TEXT SECTION:
[start]

Appellant, Steven Ray Smith, was convicted of malice murder, armed robbery, and aggravated assault. 1
He received two consecutive life sentences for the murder and armed robbery convictions and twenty years concurrent for aggravated assault. We affirm.
On July 26, 1986 Smith and Wildon B. Epps went to the Newton County home of Patrick and Teresa Palacek. Epps was acquainted with the Palaceks and had been to their trailer two days earlier to help remove some carpeting. Smith stated that the purpose of the visit on July 26 was to "con the dude out of some money." When Smith and Epps arrived, they were seated in the kitchen and Smith was given a Coca-Cola by eight-year-old Debra Palacek. The Palaceks were busy assembling a filing cabinet in the living room. Debra testified she overheard Epps tell Smith "a deal's a deal and you gotta do it quietly." Debra then left and went to a neighbor's house. Epps later entered the living room carrying Patrick Palacek's shotgun and Smith ordered the couple to lie on the floor. Teresa Palacek, eight months pregnant, could not lie on the floor and was allowed to sit on the sofa. The couple was then forced into the bedroom where Smith tied them up. Teresa testified that Smith covered her head with a pillow but that she could still see. Smith then removed Patrick's wallet from his pocket and took approximately seven dollars. Smith also took a pistol from a bedroom dresser drawer and several rifles were taken from the bedroom closet. Teresa testified she then saw Smith stab Patrick and that Epps stabbed her three times. Patrick died from a single stab wound to the chest. The trials were severed and Smith was convicted on January 7, 1987.

[end]

RECORDS PROVIDED:
[start]

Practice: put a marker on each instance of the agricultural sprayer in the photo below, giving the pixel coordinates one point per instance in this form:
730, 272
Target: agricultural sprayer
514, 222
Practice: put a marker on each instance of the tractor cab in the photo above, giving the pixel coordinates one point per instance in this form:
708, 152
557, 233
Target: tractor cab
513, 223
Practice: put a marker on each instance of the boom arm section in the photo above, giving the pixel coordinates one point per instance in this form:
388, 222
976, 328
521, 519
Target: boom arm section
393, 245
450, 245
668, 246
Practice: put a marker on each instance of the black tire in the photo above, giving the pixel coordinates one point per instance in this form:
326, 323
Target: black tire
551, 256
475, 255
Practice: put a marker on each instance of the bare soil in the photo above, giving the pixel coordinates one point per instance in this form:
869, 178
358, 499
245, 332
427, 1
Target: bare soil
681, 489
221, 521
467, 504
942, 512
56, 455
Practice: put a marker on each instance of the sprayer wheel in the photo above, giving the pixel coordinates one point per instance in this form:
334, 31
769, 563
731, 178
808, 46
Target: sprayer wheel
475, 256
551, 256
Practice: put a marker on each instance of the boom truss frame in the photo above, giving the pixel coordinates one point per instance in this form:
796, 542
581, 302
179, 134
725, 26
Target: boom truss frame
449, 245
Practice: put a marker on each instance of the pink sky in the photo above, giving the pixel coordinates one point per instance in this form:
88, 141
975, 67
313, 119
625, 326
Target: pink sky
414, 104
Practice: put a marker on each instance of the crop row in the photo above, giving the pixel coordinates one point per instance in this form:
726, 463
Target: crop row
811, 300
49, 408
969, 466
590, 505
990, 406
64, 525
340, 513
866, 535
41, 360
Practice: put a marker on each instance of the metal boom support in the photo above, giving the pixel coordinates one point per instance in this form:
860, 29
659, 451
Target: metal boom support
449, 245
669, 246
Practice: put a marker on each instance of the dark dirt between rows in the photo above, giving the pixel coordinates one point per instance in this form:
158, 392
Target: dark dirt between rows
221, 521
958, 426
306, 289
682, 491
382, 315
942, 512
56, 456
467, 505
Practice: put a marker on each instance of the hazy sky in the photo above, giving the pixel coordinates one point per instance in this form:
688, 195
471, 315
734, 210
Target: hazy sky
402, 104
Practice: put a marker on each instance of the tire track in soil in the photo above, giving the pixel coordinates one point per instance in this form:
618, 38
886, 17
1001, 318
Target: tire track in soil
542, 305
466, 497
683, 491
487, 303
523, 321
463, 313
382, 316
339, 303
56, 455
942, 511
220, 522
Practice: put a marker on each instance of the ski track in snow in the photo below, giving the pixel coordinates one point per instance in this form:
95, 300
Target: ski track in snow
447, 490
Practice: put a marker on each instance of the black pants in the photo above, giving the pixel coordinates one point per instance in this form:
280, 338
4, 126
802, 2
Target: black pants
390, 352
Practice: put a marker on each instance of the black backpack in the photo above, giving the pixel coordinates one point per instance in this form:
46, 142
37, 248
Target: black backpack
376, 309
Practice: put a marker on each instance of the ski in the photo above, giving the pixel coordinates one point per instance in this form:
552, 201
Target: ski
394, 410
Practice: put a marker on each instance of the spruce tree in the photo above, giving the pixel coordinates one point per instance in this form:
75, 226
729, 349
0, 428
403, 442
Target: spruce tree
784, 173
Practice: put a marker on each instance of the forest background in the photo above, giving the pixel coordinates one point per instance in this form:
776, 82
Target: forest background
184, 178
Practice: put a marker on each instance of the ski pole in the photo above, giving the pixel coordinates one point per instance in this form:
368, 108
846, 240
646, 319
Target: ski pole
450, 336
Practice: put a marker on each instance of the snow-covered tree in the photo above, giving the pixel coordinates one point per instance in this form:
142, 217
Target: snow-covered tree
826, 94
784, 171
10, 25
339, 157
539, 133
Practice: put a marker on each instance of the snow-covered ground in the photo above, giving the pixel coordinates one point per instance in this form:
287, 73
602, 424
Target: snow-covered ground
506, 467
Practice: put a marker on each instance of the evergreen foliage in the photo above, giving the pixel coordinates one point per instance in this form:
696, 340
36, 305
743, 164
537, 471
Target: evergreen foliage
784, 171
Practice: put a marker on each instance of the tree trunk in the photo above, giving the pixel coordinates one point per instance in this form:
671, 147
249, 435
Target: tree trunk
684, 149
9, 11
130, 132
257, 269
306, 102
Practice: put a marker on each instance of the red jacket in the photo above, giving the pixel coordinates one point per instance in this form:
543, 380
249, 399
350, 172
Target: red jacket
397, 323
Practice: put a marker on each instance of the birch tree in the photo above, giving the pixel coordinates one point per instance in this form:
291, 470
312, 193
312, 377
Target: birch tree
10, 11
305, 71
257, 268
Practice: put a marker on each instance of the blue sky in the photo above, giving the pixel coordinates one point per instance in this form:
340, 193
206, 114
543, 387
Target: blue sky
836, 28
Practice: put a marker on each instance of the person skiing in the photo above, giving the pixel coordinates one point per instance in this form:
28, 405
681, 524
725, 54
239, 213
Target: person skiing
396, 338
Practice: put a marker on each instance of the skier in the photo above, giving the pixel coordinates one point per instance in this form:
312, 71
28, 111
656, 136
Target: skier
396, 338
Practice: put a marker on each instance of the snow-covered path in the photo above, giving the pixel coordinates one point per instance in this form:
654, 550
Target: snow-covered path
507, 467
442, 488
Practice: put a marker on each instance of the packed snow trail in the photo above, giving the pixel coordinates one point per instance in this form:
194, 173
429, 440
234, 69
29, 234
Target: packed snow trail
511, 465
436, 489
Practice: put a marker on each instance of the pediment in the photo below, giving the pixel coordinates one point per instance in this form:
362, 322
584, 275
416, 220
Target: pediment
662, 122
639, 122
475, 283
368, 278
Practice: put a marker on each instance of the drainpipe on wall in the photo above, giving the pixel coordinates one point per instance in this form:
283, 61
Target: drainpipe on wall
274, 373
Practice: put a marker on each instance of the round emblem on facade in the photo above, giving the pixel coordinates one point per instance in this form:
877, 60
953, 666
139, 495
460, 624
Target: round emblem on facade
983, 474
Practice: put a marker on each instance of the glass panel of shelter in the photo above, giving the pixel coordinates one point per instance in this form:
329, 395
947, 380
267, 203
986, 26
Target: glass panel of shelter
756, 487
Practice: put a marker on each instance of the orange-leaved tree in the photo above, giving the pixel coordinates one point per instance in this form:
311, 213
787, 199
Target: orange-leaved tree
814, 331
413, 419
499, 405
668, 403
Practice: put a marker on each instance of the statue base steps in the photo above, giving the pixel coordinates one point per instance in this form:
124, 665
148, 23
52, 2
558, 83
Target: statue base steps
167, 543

[end]

OBJECTIVES:
#1 In the murder appeal opinion, swap "aggravated assault" for "felony assault" and give the passage from "Appellant, Steven Ray" up to and including "assault. We affirm.".
#2 According to the murder appeal opinion, how much money did Smith take from Patrick Palacek's wallet?
#3 Go on with the murder appeal opinion from its last sentence.

REPLIES:
#1
Appellant, Steven Ray Smith, was convicted of malice murder, armed robbery, and felony assault. 1
He received two consecutive life sentences for the murder and armed robbery convictions and twenty years concurrent for felony assault. We affirm.

#2 Approximately seven dollars.

#3
1. Smith contends the State improperly elicited testimony from a Georgia Bureau of Investigation Agent concerning statements made by Epps implicating Smith in the crimes charged. Bruton v. United States, 391 U. S. 123 (88 SC 1620, 20 LE2d 476) (1968). A review of the transcript reveals that defense counsel opened the door to this line of questioning during his cross-examination of the witness. The prosection merely followed up on the issues injected by Smith. Since defendant first opened the door to this line of questioning, he cannot now complain. Mulkey v. State, 250 Ga. 444 (298 SE2d 487) (1983)
; Smith v. State, 174 Ga. App. 744 (331 SE2d 91) (1985)
; Chatman v. State, 162 Ga. App. 582 (291 SE2d 745) (1982)
Furthermore, none of the testimony elicited directly raises a Bruton issue but merely touched on the fringes of the Bruton issue, and that by implication. All of this was without objection by defense counsel. When a question was asked which would have directly injected a Bruton issue, objection was made and sustained. 2
2. The indictment charged Smith with malice murder, felony murder, armed robbery, and aggravated assault. The jury found Smith guilty on all counts. The trial court merged the felony murder and malice murder verdicts and sentenced Smith for malice murder. Smith claims the court should have instructed the jury that they were to choose either malice murder or felony murder. He also contends that when a verdict does not specify which alternate theory is the basis for the murder conviction, the remedy is to convict the defendant of the "lesser charge" of felony murder.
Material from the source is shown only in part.